Reading passage:
==============================

Live Scraping Status - Real-time progress monitoring
Job Statistics - Total counts and insights
Search & Filter - Quick find functionality
Delete Operations - Individual and bulk job removal
Admin Controls - Database management interface

🏗️ Tech Stack

Backend (Python)

Technology	Version	Purpose
FastAPI	0.104.1	Modern web framework for APIs
SQLAlchemy	2.0.23	ORM for database interactions
Pydantic	2.5.0	Data validation and settings
Selenium	4.15.2	Browser automation for scraping
BeautifulSoup4	4.12.2	HTML parsing for job data
Uvicorn	0.24.0	ASGI server for FastAPI
Psycopg2	2.9.9	PostgreSQL adapter

Frontend (React)

Technology	Purpose
React 18	Frontend UI library
React Router	Client-side routing
Tailwind CSS	Utility-first CSS framework
Lucide React	Icon library
Vite	Build tool and dev server

Database

Technology	Purpose
PostgreSQL 14+	Primary relational database
pgAdmin (optional)	Database management GUI

DevOps & Tools

Technology	Purpose
dotenv	Environment variable management
WebDriver Manager	Auto ChromeDriver management
Chrome Headless	Headless browser for scraping
Git	Version control

🏗️ Architecture

System Architecture

┌─────────────────┐    ┌─────────────────┐    ┌─────────────────┐
│   React Frontend│◄──►│   FastAPI Backend│◄──►│   PostgreSQL DB  │
│   (Dashboard)   │    │   (REST API)     │    │   (Job Storage)  │
└─────────────────┘    └─────────────────┘    └─────────────────┘
         │                       │                       │
         │                       │                       │
         ▼                       ▼                       ▼
┌─────────────────┐    ┌─────────────────┐    ┌─────────────────┐
│   User Browser  │    │   Selenium      │    │   Data Models   │
│   (UI)          │    │   (Scraper)     │    │   (ORM)         │
└─────────────────┘    └─────────────────┘    └─────────────────┘

Project Structure

job-scraper-dashboard/
├── backend/                    # FastAPI Backend
│   ├── main.py                # FastAPI app & endpoints
│   ├── database.py            # DB connection setup
│   ├── models.py              # SQLAlchemy models
│   ├── scraper.py             # LinkedIn scraper class
│   ├── requirements.txt       # Python dependencies
│   └── .env                   # Environment variables
│
├── frontend/                  # React Frontend
│   ├── src/
│   │   ├── components/        # React components
│   │   │   ├── Header.jsx
│   │   │   ├── ScrapeForm.jsx
│   │   │   ├── SearchBar.jsx
│   │   │   ├── JobCard.jsx
│   │   │   ├── JobModal.jsx
│   │   │   └── Footer.jsx
│   │   ├── services/
│   │   │   └── api.js         # API service layer
│   │   ├── pages/
│   │   │   ├── App.jsx        # Main dashboard
│   │   │   └── AdminPanel.jsx
│   │   ├── index.css          # Tailwind styles
│   │   └── main.jsx           # React entry point
│   ├── package.json           # Frontend dependencies
│   └── index.html             # HTML template
│
├── README.md                  # This documentation
└── .gitignore

Backend File Details

`backend/main.py` - FastAPI Application

# Core application setup with routes for:
# - Job management (CRUD operations)

==============================

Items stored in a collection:
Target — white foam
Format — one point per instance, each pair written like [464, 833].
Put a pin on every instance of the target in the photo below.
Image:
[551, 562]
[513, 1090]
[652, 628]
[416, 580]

==============================

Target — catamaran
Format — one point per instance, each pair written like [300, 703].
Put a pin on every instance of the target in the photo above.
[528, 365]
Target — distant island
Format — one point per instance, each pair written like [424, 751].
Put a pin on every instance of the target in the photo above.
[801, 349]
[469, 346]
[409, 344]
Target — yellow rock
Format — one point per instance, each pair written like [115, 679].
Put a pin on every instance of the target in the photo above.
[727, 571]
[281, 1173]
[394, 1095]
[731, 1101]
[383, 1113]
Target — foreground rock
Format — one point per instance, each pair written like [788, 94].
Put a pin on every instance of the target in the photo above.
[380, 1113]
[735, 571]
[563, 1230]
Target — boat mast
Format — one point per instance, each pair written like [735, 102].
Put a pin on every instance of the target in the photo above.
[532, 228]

==============================

Tasks to complete:
1 > List every file that the job scraper documentation places in the frontend components folder.
2 > Answer these questions from the job scraper documentation:
(a) Which version of FastAPI does it list?
(b) What purpose does it give for Psycopg2?
(c) Which backend file holds the LinkedIn scraper class?
3 > Write the next part of the job scraper documentation, picking up after its last line.
None of the work here draws on the items.

Responses in order:
1 > Header.jsx, ScrapeForm.jsx, SearchBar.jsx, JobCard.jsx, JobModal.jsx, Footer.jsx

2 >
(a) 0.104.1
(b) PostgreSQL adapter
(c) scraper.py

3 >
# - Scraping control (start/stop/status)
# - Statistics and admin endpoints
# - CORS middleware configuration
# - Background task processing

`backend/database.py` - Database Connection

# SQLAlchemy engine and session factory setup
# PostgreSQL connection configuration
# Database session dependency injection

`backend/models.py` - Data Models

# SQLAlchemy ORM models for Job entity
# Includes fields: title, company, location, description, url, etc.
# Unique constraints to prevent duplicate jobs
# Timestamp fields for tracking

`backend/scraper.py` - LinkedIn Scraper

# Selenium-based web scraper for LinkedIn jobs
# Methods for: page navigation, job extraction, description parsing
# Anti-detection measures and error handling
# Duplicate job checking logic

Frontend File Details

`frontend/src/pages/App.jsx` - Main Dashboard

// Main application component
// State management for jobs, search, scraping status
// Component composition and layout
// API integration and data fetching

`frontend/src/components/` - UI Components

Header.jsx - Navigation and branding
ScrapeForm.jsx - Scraping controls and form
SearchBar.jsx - Search functionality
JobCard.jsx - Individual job display
JobModal.jsx - Detailed job view
Footer.jsx - Footer information

`frontend/src/services/api.js` - API Service

// Centralized API client
// Methods for all backend interactions
// Error handling and response parsing

🚀 Installation

Prerequisites

Python 3.9+ (with pip)
Node.js 16+ (with npm)
PostgreSQL 14+
Chrome/Chromium browser
Git (for version control)

Step-by-Step Installation

1. Clone the Repository

git clone https://github.com/uzair-javed-1/LinkedinJobScrapper
cd LinkedinJobScrapper

2. Backend Setup

# Navigate to backend directory
cd backend

# Create virtual environment
python -m venv venv

# Activate virtual environment
# On Windows:
venv\Scripts\activate
# On Mac/Linux:
source venv/bin/activate

# Install Python dependencies
pip install -r requirements.txt

# Set up environment variables
cp .env.example .env
# Edit .env with your database credentials

3. Database Setup

-- Connect to PostgreSQL
psql -U postgres

-- Create database
CREATE DATABASE job_scraper;

-- Create user (optional)
CREATE USER scraper_user WITH PASSWORD 'your_password';

-- Grant privileges
GRANT ALL PRIVILEGES ON DATABASE job_scraper TO scraper_user;

-- Exit psql
\q

4. Frontend Setup

# Navigate to frontend directory
cd ../frontend

# Install Node.js dependencies
npm install

5. Environment Configuration

Edit backend/.env file:

DATABASE_URL=postgresql://scraper_user:your_password@localhost:5432/job_scraper

for reference: setup is this "DATABASE_URL=postgresql://postgres:uzair@localhost:5432/job_scraper"

//uzair is user name of db server and job_scraper is the database which i created and port in which this backend will run is 5432.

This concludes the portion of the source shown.